Brano del testo –

******************************

In Israele, a partire dal principio del sabato, c’era tutta una scansione del tempo su cicli di sette. Questo è molto interessante perché presso tutti i popoli dell’antichità le scansioni sono o lunari o solari. Sette non è né lunare, né solare: sette è un numero che non c’entra niente con il calendario astronomico, con il sole e con la luna, perché sette è il numero dei giorni della creazione. Allora di per sè l’ebraismo misura il proprio tempo su una misura che non è della natura, ma che viene da Dio.

Questa è una cosa che abbiamo mantenuto: misuriamo la settimana in sette giorni, cioè su una misura divina, non naturale, non corrispondente ad un ciclo del sole, della luna. (Infatti poi abbiamo bisogno degli anni bisestili, di tanti calcoli per aggiustare il conto in sette con gli avanzi rispetto al sole e alla luna).

Su questo conto di sette, su questo parametro della creazione, Israele organizza tutta la sua vita e, per esempio, ha un anno sabbatico: “Per sei anni seminerai il tuo campo e il settimo anno riposerà” C’è qui una questione: l’imitazione; come Dio ha fatto, così i figli d’Israele devono fare. Poi c’è l’altra questione, cioè: dopo sette settimane di anni, c’è il quarantanovesimo, che è sempre un anno sabbatico. Poi dice: “Conterai il cinquantesimo anno“ e non è più un anno sabbatico, di riposo, ma un anno giubilare. E dice: “Dichiarerai santo il cinquantesimo anno e proclamerai la liberazione nel paese per tutti gli abitanti”.

C’è un tema, che è il riposo, e c’è un altro tema, quello giubilare, che è la santità, la liberazione e il ritorno. Sono due temi, in qualche modo, diversi. Di per sé si parte da qui: l’anno giubilare è un anno dichiarato santo, per proclamare la libertà. Qui la parola ebraica che c’è dietro alla liberazione è libertà, che in tutta la Torah è usata solo qui. Perché c’è proprio questa proclamazione della libertà.Non è: “Ricercherai la libertà” o “Creerai la libertà”. La proclama. Si dice: c’è questa libertà, che è totalmente un dono sulla misura del tempo, che è la misura di Dio, non la misura nostra.

Su questo piccolo inizio di riflessione ci sono alcune cose interessanti. Per esempio: quali sono i criteri reali sui quali noi scandiamo il nostro tempo? Un criterio assolutamente reale è, ad esempio, quello delle ferie. Prima delle ferie, dopo le ferie: è una divisione che tutti capiscono. E’ una scansione che funziona sul tempo reale. Anche se non si ha il mito della ferie, in realtà la vita si organizza con ritmi che ne tengono conto.

******************************

Voci dei contorni delle aree etichettate –

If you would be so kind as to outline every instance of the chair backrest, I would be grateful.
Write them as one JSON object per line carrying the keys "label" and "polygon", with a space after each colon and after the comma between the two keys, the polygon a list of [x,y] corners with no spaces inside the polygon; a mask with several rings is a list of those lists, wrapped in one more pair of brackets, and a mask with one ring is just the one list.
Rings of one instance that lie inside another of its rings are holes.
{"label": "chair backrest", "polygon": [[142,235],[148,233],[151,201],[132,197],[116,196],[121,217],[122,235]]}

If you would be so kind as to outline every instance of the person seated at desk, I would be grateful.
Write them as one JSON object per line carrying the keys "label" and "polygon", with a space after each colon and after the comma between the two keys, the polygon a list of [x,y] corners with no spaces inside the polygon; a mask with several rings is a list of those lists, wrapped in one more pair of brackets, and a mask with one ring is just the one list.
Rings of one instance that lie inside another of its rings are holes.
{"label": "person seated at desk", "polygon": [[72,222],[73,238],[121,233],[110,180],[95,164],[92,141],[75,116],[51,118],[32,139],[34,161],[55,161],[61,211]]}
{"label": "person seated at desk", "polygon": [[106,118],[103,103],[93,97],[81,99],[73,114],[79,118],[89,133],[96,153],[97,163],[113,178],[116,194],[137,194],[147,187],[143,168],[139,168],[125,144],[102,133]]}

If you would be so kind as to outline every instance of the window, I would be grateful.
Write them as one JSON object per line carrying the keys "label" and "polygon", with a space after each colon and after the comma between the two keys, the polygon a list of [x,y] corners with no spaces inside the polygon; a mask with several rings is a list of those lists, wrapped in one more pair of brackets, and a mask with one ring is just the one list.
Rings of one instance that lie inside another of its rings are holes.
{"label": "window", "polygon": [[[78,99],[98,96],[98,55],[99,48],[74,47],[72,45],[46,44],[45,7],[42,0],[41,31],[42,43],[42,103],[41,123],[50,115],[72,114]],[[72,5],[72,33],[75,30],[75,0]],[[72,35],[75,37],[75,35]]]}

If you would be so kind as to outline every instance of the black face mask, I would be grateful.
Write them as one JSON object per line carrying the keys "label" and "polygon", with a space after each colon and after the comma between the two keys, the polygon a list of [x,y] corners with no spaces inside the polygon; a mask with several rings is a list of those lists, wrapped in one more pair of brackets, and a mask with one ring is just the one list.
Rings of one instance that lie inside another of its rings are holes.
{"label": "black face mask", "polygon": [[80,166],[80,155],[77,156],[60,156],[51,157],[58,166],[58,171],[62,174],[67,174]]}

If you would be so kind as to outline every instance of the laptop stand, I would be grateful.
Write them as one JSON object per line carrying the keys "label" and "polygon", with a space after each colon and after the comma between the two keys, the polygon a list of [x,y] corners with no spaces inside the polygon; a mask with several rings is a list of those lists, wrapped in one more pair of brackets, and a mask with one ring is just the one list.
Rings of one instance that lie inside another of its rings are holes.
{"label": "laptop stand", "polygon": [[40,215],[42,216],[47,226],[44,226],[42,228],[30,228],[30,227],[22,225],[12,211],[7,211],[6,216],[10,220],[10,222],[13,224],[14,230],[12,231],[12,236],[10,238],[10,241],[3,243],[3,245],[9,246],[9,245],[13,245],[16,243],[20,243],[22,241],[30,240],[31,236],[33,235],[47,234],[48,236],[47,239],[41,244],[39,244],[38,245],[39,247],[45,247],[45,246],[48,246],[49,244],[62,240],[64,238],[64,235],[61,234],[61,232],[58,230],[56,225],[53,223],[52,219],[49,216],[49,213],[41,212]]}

******************************

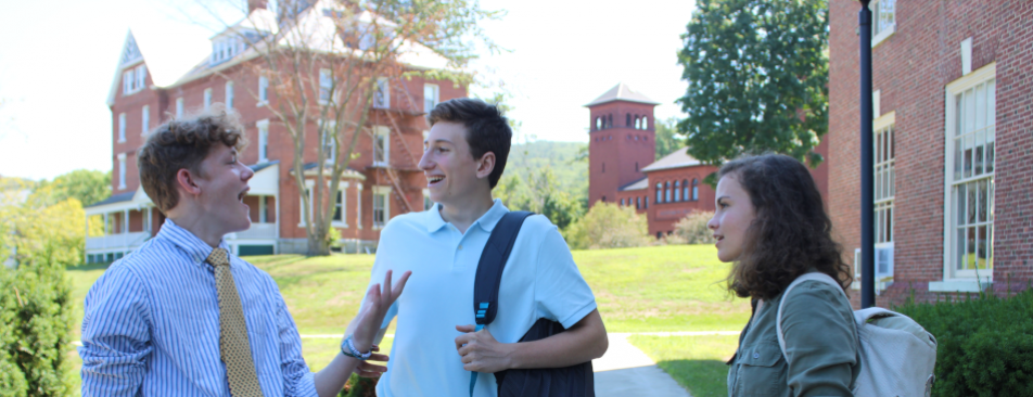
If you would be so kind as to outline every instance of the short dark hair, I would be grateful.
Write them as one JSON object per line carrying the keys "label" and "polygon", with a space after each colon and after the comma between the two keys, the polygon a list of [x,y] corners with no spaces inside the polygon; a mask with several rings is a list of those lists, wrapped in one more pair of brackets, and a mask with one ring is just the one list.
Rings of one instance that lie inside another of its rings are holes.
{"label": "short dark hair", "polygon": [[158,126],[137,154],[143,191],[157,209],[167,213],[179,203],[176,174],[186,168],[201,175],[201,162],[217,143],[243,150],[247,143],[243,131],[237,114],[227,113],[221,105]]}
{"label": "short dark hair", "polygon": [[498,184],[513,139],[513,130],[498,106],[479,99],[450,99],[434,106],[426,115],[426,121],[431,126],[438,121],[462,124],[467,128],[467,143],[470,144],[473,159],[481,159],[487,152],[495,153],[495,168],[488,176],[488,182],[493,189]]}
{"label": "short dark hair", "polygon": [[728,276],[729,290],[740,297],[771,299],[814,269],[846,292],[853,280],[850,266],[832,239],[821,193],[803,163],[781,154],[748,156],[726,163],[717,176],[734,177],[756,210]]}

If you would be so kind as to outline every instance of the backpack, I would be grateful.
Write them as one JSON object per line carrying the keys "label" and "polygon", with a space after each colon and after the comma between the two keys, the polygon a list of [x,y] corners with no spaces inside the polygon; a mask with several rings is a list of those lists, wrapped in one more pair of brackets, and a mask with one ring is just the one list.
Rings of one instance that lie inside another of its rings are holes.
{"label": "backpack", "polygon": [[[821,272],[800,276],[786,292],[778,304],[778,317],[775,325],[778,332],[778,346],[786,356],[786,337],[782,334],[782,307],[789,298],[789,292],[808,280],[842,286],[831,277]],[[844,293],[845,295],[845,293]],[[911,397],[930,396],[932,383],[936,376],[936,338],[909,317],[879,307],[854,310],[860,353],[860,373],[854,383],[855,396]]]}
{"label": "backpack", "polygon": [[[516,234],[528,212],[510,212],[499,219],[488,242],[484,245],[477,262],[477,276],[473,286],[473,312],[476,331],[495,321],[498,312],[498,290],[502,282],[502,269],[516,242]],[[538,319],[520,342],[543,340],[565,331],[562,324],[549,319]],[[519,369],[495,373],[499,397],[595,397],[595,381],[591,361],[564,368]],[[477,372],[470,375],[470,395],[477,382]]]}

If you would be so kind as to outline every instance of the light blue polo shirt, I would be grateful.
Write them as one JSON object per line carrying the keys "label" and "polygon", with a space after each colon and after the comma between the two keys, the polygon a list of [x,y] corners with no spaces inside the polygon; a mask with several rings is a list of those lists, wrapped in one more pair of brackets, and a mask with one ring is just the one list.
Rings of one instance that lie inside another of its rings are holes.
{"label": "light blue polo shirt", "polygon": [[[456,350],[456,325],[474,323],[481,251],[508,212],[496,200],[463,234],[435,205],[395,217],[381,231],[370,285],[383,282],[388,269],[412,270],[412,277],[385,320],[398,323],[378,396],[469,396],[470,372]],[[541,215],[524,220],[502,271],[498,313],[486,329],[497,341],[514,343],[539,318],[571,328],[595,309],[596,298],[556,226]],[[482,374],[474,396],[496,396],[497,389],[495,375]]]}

******************************

Compiti da svolgere –
1. Secondo il brano sul sabato, perché il sette non ha niente a che fare con il sole e con la luna?
2. Ripeti parola per parola il brano sul sabato, da "Questa è una" giù fino a "e alla luna).".

Risposte scritte –
1. Perché sette è il numero dei giorni della creazione.

2.
Questa è una cosa che abbiamo mantenuto: misuriamo la settimana in sette giorni, cioè su una misura divina, non naturale, non corrispondente ad un ciclo del sole, della luna. (Infatti poi abbiamo bisogno degli anni bisestili, di tanti calcoli per aggiustare il conto in sette con gli avanzi rispetto al sole e alla luna).